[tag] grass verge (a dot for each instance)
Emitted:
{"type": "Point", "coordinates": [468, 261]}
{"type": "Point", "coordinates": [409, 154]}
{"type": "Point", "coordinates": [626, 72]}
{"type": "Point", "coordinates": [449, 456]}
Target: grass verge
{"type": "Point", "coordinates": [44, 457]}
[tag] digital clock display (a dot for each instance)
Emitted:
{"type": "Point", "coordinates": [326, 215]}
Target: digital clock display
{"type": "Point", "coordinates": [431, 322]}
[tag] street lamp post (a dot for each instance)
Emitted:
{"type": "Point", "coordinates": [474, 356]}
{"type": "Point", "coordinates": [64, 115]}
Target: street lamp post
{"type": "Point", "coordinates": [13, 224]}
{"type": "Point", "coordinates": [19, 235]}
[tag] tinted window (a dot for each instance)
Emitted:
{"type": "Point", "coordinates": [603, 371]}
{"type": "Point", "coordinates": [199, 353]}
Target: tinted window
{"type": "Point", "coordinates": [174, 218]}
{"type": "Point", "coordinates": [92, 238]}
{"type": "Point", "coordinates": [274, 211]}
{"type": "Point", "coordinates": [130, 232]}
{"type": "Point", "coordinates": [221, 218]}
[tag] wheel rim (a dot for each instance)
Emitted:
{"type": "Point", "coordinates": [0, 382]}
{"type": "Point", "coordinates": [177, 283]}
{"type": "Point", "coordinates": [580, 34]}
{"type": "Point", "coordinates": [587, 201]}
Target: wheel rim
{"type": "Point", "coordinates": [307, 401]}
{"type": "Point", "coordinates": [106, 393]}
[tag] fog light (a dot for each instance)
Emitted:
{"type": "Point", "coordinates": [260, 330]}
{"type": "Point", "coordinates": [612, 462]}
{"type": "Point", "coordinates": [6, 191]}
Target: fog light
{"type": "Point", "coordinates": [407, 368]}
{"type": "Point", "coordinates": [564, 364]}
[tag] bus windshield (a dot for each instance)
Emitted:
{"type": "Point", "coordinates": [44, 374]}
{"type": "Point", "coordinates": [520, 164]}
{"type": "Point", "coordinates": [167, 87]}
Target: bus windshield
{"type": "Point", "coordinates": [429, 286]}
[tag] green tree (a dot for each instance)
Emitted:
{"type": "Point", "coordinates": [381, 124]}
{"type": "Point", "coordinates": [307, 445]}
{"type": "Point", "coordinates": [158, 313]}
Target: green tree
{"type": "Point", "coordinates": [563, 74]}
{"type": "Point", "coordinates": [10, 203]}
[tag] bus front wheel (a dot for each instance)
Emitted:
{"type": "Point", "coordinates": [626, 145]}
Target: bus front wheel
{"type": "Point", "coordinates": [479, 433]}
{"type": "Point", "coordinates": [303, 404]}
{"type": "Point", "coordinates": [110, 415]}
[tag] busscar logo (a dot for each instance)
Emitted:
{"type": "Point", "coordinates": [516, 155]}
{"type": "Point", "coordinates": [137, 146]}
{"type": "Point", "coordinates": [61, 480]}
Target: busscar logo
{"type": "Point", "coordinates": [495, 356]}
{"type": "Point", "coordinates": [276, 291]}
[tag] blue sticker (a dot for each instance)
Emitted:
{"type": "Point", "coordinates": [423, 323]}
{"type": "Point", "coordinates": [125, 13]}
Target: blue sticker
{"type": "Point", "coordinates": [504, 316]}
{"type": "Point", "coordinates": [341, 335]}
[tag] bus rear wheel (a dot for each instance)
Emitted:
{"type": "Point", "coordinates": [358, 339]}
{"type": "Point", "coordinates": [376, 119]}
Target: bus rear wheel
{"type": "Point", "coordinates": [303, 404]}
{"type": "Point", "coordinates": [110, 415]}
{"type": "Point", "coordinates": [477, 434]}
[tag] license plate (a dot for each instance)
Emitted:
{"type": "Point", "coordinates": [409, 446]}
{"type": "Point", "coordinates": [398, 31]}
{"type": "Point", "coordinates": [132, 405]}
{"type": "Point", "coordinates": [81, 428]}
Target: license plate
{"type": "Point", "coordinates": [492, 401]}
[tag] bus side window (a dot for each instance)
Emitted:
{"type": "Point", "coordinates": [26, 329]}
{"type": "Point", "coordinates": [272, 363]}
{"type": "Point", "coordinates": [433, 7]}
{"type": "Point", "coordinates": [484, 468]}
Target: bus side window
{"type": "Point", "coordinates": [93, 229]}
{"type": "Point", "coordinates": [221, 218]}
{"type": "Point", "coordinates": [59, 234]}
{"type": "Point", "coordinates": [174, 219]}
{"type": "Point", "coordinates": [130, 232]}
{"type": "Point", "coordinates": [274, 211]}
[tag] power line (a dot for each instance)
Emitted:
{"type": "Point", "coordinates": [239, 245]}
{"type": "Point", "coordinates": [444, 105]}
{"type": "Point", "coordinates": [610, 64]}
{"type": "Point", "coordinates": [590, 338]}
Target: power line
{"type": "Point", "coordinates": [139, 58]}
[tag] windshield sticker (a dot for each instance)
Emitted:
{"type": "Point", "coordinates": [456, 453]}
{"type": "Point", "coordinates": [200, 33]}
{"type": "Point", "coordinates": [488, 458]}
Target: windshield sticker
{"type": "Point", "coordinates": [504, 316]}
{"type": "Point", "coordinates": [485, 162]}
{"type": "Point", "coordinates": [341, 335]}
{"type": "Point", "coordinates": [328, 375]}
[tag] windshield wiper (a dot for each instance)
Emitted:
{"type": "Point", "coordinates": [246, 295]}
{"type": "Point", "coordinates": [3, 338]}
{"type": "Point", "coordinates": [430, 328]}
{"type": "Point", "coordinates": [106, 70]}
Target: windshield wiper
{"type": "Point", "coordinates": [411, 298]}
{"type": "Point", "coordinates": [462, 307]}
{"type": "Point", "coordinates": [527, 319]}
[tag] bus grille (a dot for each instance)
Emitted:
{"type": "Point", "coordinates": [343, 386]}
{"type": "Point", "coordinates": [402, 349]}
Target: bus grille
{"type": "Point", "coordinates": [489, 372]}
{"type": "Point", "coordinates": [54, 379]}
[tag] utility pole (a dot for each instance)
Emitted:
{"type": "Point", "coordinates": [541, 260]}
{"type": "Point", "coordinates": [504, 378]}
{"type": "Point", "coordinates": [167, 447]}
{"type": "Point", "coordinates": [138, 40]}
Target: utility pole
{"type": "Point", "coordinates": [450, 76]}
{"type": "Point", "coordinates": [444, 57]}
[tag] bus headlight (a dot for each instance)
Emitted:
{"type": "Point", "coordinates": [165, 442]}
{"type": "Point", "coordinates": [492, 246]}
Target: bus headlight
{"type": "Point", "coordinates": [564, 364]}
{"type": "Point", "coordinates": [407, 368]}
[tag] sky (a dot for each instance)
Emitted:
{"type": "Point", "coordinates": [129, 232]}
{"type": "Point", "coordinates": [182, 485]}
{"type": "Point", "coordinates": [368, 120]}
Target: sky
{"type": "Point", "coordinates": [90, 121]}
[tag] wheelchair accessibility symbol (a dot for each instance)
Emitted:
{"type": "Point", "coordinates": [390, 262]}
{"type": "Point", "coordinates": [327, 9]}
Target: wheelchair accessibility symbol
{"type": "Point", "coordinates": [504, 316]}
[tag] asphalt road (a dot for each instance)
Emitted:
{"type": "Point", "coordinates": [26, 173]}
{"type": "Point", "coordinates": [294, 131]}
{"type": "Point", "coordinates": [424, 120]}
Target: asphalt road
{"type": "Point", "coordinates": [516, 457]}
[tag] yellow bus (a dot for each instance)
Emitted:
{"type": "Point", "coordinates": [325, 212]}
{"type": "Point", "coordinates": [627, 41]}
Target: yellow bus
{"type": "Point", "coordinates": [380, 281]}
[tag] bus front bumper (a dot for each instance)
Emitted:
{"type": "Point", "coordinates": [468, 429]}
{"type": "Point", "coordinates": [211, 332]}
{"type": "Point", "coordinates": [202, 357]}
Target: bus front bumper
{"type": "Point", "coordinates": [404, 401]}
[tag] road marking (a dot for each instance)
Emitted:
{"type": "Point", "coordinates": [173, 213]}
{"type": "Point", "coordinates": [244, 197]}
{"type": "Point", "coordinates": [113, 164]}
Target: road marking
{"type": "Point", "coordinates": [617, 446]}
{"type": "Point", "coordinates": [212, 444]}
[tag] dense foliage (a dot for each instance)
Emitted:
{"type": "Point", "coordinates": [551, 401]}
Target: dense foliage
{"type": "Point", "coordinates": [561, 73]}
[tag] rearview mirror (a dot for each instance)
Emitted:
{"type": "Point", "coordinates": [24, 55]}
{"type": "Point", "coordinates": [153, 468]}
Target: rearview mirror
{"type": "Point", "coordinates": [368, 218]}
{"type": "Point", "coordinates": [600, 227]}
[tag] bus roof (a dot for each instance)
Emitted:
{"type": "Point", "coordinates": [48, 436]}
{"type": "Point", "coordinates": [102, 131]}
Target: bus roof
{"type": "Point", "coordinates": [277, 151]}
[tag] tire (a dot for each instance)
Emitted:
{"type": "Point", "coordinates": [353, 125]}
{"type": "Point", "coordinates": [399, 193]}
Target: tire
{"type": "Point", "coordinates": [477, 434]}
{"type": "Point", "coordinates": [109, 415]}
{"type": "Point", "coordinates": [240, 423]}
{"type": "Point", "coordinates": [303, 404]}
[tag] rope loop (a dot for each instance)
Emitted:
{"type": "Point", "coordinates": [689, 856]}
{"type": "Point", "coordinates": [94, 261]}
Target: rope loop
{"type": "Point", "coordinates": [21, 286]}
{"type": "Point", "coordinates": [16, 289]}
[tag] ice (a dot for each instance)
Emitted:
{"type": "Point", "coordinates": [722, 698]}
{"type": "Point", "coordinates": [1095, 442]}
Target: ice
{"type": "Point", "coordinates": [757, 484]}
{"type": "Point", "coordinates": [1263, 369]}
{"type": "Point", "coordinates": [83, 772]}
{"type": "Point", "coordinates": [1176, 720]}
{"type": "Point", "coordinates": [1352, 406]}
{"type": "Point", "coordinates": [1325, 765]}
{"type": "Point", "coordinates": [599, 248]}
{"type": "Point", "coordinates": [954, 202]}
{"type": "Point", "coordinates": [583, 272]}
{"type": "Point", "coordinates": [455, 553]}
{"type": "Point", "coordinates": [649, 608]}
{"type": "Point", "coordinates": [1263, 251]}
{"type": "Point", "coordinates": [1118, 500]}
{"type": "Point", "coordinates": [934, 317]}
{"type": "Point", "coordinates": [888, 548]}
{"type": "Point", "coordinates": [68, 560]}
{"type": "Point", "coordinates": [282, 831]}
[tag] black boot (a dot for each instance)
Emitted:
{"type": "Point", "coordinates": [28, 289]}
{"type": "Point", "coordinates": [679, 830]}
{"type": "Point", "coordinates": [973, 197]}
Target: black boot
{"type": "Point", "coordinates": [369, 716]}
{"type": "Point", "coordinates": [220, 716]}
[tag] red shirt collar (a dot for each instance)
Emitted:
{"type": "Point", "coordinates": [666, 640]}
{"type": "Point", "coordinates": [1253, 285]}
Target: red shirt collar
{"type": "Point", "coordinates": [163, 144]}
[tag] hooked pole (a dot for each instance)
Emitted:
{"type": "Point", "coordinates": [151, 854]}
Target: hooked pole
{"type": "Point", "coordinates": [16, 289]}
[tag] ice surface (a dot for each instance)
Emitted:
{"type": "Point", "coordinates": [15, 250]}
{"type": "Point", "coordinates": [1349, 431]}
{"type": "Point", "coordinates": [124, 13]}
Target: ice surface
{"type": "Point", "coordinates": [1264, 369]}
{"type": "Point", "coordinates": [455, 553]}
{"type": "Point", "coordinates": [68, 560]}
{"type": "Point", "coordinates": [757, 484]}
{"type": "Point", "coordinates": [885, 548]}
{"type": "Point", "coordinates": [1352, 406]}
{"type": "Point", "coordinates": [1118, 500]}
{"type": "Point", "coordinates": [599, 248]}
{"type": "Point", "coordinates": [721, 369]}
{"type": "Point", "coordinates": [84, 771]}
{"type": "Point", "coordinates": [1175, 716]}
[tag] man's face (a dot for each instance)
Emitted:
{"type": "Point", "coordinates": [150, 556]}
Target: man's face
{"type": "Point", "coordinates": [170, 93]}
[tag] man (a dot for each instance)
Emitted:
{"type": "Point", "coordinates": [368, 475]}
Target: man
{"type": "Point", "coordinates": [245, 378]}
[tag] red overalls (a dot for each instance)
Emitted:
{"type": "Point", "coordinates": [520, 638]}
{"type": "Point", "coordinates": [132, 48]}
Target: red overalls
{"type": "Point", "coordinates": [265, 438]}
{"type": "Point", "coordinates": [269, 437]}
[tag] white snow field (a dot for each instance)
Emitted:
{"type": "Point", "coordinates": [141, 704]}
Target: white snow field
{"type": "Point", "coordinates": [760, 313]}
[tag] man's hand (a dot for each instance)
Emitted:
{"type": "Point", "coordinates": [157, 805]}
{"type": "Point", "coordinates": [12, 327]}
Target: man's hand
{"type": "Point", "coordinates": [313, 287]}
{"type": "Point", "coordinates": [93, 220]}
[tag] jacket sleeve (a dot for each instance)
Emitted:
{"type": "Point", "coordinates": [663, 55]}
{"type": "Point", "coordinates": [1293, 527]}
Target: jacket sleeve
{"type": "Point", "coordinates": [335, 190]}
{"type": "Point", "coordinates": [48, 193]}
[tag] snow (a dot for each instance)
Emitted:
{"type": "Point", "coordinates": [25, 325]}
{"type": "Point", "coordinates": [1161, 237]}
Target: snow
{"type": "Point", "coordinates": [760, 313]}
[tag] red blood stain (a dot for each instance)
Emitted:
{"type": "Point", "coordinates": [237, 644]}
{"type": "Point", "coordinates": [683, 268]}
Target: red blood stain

────────────────────

Problem requirements: Write out the lines above, starting at the line that contains "[tag] jacket sleeve (a dot for each instance)" and ending with the final line, and nothing else; copy them exactly.

Answer to this problem:
[tag] jacket sleeve (a dot for each instance)
Emitted:
{"type": "Point", "coordinates": [663, 55]}
{"type": "Point", "coordinates": [1293, 527]}
Target: jacket sleeve
{"type": "Point", "coordinates": [335, 190]}
{"type": "Point", "coordinates": [48, 193]}
[tag] snow (a dot for each instance)
Emitted:
{"type": "Point", "coordinates": [25, 325]}
{"type": "Point", "coordinates": [1161, 237]}
Target: snow
{"type": "Point", "coordinates": [760, 313]}
[tag] red blood stain (a dot for each instance)
Emitted:
{"type": "Point", "coordinates": [237, 644]}
{"type": "Point", "coordinates": [683, 268]}
Target: red blood stain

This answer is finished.